Copy every entry precisely.

** start of Recorded data **

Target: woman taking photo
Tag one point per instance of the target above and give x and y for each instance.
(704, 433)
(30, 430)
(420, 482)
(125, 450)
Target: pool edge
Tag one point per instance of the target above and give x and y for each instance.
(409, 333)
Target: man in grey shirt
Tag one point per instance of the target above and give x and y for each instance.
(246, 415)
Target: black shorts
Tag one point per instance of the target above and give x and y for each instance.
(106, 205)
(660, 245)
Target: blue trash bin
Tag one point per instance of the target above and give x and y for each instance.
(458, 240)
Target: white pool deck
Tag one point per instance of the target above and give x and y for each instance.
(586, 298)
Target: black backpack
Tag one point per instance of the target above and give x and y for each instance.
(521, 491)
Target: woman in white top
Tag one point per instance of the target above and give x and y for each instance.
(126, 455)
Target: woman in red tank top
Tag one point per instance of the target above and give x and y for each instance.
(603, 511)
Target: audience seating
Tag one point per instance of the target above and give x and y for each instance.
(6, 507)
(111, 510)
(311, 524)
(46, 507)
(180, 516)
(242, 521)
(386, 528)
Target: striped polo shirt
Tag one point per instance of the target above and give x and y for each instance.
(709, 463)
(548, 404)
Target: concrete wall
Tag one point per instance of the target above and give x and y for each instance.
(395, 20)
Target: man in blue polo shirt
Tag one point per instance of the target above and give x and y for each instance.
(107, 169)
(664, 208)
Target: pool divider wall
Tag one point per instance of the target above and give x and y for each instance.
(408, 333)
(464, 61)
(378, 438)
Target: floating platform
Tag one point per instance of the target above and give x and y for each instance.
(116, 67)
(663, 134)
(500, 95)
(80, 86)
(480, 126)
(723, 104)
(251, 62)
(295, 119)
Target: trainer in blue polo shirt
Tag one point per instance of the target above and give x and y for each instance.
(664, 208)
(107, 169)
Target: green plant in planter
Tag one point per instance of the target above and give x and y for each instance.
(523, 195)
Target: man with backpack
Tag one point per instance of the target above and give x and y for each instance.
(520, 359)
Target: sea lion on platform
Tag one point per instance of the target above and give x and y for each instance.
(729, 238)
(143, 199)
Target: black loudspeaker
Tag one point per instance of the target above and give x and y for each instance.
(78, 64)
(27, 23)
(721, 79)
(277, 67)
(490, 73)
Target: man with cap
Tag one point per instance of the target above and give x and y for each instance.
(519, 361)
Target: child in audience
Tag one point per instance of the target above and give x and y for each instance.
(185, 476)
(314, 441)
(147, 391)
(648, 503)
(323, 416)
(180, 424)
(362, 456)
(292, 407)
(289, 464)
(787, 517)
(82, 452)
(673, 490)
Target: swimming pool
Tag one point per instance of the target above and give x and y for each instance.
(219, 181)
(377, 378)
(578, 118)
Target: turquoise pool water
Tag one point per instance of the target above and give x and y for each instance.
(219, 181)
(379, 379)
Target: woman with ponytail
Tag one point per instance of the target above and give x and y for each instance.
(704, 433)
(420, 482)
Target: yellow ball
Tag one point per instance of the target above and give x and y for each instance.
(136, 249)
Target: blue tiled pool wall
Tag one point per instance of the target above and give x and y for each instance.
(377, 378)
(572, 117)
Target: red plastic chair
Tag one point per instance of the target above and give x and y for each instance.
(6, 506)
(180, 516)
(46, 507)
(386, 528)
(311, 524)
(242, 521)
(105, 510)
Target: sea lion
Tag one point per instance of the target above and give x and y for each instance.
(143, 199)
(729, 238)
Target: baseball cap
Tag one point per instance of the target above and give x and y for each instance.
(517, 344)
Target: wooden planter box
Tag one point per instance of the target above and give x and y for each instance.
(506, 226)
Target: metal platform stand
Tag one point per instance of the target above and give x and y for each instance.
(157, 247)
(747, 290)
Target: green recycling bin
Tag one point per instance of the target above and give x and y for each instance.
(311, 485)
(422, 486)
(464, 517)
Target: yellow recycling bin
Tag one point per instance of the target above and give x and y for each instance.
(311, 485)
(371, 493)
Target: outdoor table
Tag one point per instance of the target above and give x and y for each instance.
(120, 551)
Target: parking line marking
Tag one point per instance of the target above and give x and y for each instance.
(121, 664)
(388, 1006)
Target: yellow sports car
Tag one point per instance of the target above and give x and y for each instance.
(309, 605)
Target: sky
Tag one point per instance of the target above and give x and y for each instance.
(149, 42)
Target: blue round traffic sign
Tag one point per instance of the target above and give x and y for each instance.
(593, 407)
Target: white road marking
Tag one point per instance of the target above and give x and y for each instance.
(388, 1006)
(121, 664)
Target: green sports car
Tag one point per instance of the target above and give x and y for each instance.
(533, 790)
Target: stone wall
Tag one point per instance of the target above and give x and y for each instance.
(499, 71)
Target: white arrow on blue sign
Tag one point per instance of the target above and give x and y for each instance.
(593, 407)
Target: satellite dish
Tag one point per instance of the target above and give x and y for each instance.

** end of Recorded data **

■ Response below:
Target: woman taking photo
Tag one point per instance of the target above and give x and y for each instance.
(704, 433)
(30, 430)
(420, 482)
(125, 450)
Target: pool edge
Tag one point per instance of the target above and give x and y for each instance.
(409, 333)
Target: man in grey shirt
Tag one point per instance of the target above and give x and y for each instance.
(246, 415)
Target: black shorts
Tag one point per instance of the target above and give x and y for each instance.
(106, 205)
(660, 245)
Target: blue trash bin
Tag one point per instance of the target above and give x and y for each instance.
(458, 240)
Target: white pool deck
Tag one point per instance of the target above and give x and y for each instance.
(586, 298)
Target: black backpack
Tag one point per instance of the target above and give x and y for each instance.
(521, 491)
Target: woman in white top
Tag one point per instance of the target above and give x and y for each instance.
(126, 455)
Target: woman in red tank top
Tag one point per instance of the target above and give x and y for each instance.
(603, 511)
Target: audience seating
Tag one point per instance of the target above and give x and y for each instance.
(6, 507)
(111, 510)
(311, 524)
(46, 507)
(180, 516)
(242, 521)
(386, 528)
Target: striped polo shirt
Tag one point per instance of the target above and give x and y for each instance.
(709, 463)
(548, 404)
Target: concrete wall
Tag one point per instance of the target above and give x and y for each instance.
(395, 20)
Target: man in blue polo shirt
Tag one point per instance of the target above and give x and y for each instance.
(107, 169)
(664, 208)
Target: pool divider wall
Tag one point per instance of the target above and give x and y for each instance.
(408, 333)
(464, 61)
(378, 438)
Target: floating platform
Tag one point per instance of the target above and give x and y for each instance.
(116, 67)
(663, 134)
(500, 95)
(80, 86)
(480, 126)
(723, 104)
(251, 62)
(295, 119)
Target: trainer in blue polo shirt
Tag one point per instance of the target above and give x and y for each instance.
(664, 208)
(107, 169)
Target: green plant in planter
Tag one point per instance of the target above and give x and y for each instance.
(523, 195)
Target: man with backpack
Tag one point per instance of the target above and give x and y for each instance.
(520, 359)
Target: sea lion on platform
Tag one point per instance of the target above and give x and y for each instance.
(729, 238)
(143, 199)
Target: black loudspeaker
Tag one point per instance of the target above and give x and y for each instance.
(78, 64)
(27, 23)
(721, 79)
(277, 67)
(490, 73)
Target: man with cap
Tag one point per instance of the target above and give x and y for each instance.
(519, 361)
Target: child in audience
Tag one point per instance of the target above and give x and y for each instance.
(185, 476)
(314, 441)
(147, 391)
(648, 503)
(323, 416)
(180, 424)
(362, 456)
(292, 407)
(289, 464)
(787, 517)
(82, 452)
(673, 490)
Target: swimming pool
Tag one point per instance of the target above and give x and y for each instance.
(219, 181)
(377, 378)
(578, 118)
Target: turquoise pool water
Tag one point per instance of the target above and give x and y for each instance.
(219, 181)
(379, 379)
Target: woman with ponytail
Tag one point per instance of the target above and give x and y for each instance.
(704, 433)
(420, 482)
Target: yellow ball
Tag one point per instance of the target above and give x and y for each instance.
(136, 249)
Target: blue tiled pool wall
Tag one point per instance of the target above and give x and y for each instance.
(377, 378)
(572, 117)
Target: red plastic chair
Tag one point per instance of the target above and give x and y for each instance.
(6, 506)
(180, 516)
(46, 507)
(386, 528)
(311, 524)
(242, 521)
(105, 510)
Target: sea lion
Tag one point per instance of the target above and give x and y for each instance.
(143, 199)
(729, 238)
Target: baseball cap
Tag one point per instance of the target above and give x and y for each instance.
(517, 344)
Target: wooden planter box
Tag one point per instance of the target above and give x and y for each instance.
(506, 226)
Target: metal platform stand
Tag one point per instance of the target above and give x and y for each instance.
(157, 247)
(747, 290)
Target: green recycling bin
Tag one point per instance of the target above and give x and y for each instance.
(311, 485)
(422, 486)
(464, 517)
Target: yellow recycling bin
Tag one point per instance of the target above and give x and y for each instance.
(311, 485)
(371, 493)
Target: outdoor table
Tag one point per instance of the target above and give x and y for each instance.
(120, 551)
Target: parking line marking
Tag one point per instance of the target above and give x and y for each instance.
(121, 664)
(388, 1006)
Target: yellow sports car
Tag one point per instance of the target above and give x and y for each instance.
(309, 605)
Target: sky
Tag one point per instance of the target above and give x and y for each instance.
(149, 42)
Target: blue round traffic sign
Tag one point per instance of the target above and give x and y for each instance.
(593, 407)
Target: white road marking
Tag one point per instance of the target above and give x and y for each instance.
(388, 1006)
(121, 664)
Target: green sports car
Tag one point per instance of the target above and give x and y for each instance.
(533, 790)
Target: stone wall
Tag one point per instance of the target above and give x and y for each instance.
(499, 71)
Target: white arrow on blue sign
Tag one point per instance of the target above and give x and y for each instance.
(593, 407)
Target: satellite dish
Tag one point per instance of the target above and give x and y for each instance.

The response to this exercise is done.